:: Excerpt provided ::

★ ★ ★ ★ ★ ★ ★

A deflector roll for a strip mill is divided axially into sections to be able to measure the distribution of the strip tension across the strip width. To avoid transmitting the measuring signals from movable parts, the sections of the deflector roll are supported by rollers journalled in stationary holders, the force-measuring transducers being built into the holders.

Description

TECHNICAL FIELD
The present invention relates to a deflector roll in a strip mill for measuring the distribution of the strip tension over the strip width, which deflector roll is arranged in a number of sections arranged axially one adjacent to another.
DISCUSSION OF PRIOR ART
A deflector roll of the above-mentioned kind may, for example, be used for measuring the distribution of the strip tension over the strip width. In a hitherto known design of such a deflector roll, the noted sections have been equipped with force-measuring transducers. This design, however, gives rise to the problem of transmitting the output signals from the transducers in the rotating sections to stationary measuring equipment and furthermore can result in the transducers being subjected to unacceptably high working temperatures. It is also known to support the deflector roll by two rollers, but the measuring transducers were still located in a moving part of the system.
The present invention aims to provide a solution to the above-mentioned problems and problems associated therewith.
SUMMARY OF INVENTION
According to the present invention, there is provided a deflector roll in a strip mill for measuring the distribution of tension across the width of a strip contacting the roll, the deflector roll being divided into a plurality of sections arranged axially one adjacent to another, these sections being supported against the force imparted to the sections of the deflector roll by the strip by supporting rollers, each arranged on one side of the deflector roll, which is characterised in that the supporting rollers are journalled in holders which include force-measuring transducers.
With a deflector roll according to the invention, it is possible to thermally insulate the force-measuring transducers from the sections of the roll, thus making it possible to use the roll for measurements on hot strip. Transmitting the output signals from the force-measuring transducers to the measuring equipment will also become easier since the force-measuring transducers are located in the stationary part of the deflector roll system. The different location of the force-measuring transducers outside of a deflector roll according to the invention makes maintenance of the system easier, and the thermal stresses on the transducers will not be as great.

★ ★ ★ ★ ★ ★ ★

:: Objective A ::
Answer these questions about the deflector roll text:
(i) In the opening summary, where are the force-measuring transducers built in?
(ii) Under the prior-art discussion, what does the known design risk subjecting the transducers to?
(iii) In the final paragraph, what kind of strip can the roll be used to measure because the transducers can be thermally insulated?

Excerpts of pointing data
★ ★ ★ ★ ★ ★ ★

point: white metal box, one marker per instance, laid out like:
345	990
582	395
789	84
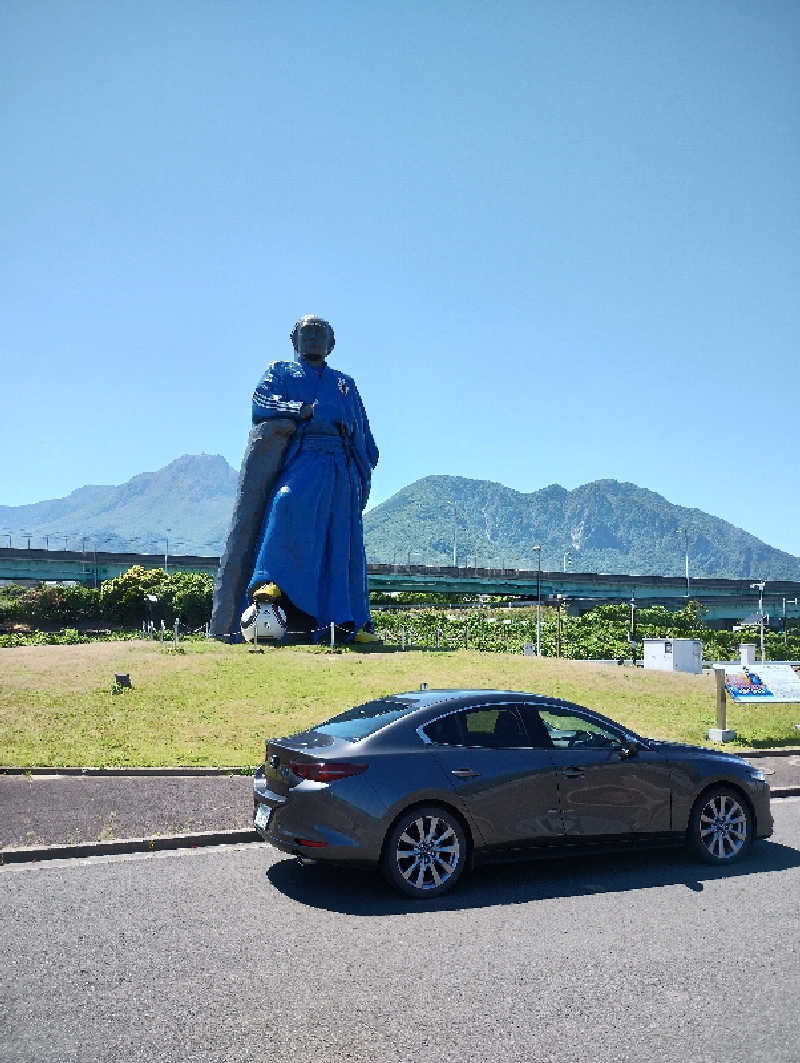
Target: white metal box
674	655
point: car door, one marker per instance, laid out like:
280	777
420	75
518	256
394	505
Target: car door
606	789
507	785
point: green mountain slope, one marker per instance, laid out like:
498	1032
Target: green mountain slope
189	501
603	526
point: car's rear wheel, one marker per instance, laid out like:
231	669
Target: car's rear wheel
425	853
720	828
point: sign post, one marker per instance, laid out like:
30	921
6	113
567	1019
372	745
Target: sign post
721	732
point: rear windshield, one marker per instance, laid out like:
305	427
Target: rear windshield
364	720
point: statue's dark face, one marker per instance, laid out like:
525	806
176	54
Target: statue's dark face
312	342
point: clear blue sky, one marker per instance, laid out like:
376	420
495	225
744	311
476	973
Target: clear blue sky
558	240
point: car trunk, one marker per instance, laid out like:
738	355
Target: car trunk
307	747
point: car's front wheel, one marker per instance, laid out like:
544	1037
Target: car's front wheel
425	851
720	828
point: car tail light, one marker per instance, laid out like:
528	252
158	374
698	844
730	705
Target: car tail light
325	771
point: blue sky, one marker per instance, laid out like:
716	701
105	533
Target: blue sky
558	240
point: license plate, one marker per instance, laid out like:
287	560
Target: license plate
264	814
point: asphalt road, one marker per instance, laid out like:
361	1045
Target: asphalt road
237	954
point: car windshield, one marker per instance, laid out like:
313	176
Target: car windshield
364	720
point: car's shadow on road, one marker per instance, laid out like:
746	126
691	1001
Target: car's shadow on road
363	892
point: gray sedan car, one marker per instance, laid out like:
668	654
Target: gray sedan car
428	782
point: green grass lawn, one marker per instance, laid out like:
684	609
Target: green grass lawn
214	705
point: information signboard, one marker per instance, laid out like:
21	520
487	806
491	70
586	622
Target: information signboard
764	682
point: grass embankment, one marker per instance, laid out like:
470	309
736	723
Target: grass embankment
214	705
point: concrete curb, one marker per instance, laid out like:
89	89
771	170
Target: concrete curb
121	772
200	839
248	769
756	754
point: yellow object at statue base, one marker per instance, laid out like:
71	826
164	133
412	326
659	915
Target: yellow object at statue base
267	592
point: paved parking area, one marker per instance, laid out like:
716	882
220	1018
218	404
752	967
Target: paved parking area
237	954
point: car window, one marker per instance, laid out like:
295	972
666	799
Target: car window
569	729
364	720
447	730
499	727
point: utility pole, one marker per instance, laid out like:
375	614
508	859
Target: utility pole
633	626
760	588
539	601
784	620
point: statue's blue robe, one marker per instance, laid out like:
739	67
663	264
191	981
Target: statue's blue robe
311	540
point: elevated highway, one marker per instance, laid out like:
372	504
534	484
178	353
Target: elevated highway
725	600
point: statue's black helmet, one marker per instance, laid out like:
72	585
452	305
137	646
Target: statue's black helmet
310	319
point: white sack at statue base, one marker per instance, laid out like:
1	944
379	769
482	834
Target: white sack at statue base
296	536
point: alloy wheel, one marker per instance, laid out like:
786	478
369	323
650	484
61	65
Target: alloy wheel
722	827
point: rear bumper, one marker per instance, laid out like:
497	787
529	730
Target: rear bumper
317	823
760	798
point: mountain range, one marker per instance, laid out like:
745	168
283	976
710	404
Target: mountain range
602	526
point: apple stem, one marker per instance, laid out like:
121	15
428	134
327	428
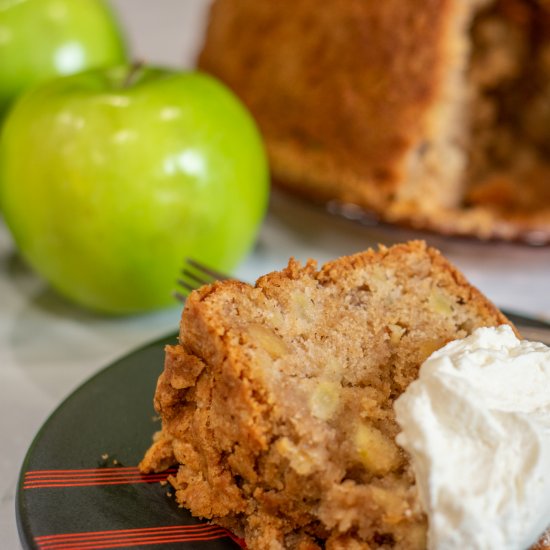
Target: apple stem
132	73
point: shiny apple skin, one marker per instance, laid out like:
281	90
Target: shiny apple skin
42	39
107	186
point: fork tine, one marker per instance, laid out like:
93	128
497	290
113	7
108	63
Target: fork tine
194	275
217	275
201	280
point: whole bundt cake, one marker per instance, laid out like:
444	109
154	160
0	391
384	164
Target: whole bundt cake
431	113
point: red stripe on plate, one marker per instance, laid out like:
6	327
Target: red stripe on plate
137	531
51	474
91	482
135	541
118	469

★ ★ ★ ★ ★ ★ ★

:: Objective B ::
Lay out the records as a Markdown table with the columns Row and Line, starting at the line that contains "point: whole bundt" and ending at the last line of the records. Number each line in Row, put its text in Line, and leave out blank lines.

:: Correct answer A ::
(i) Into the holders.
(ii) Unacceptably high working temperatures.
(iii) Hot strip.

:: Correct answer B ::
| Row | Line |
|---|---|
| 1 | point: whole bundt cake, one marker per instance, laid out like: |
| 2 | 444	109 |
| 3 | 154	160 |
| 4 | 0	391 |
| 5 | 384	164 |
| 6 | Target: whole bundt cake |
| 7 | 431	113 |
| 8 | point: red stripe on plate, one marker per instance, laid out like: |
| 9 | 6	327 |
| 10 | Target: red stripe on plate |
| 11 | 137	531 |
| 12 | 51	474 |
| 13 | 91	482 |
| 14 | 135	541 |
| 15 | 118	469 |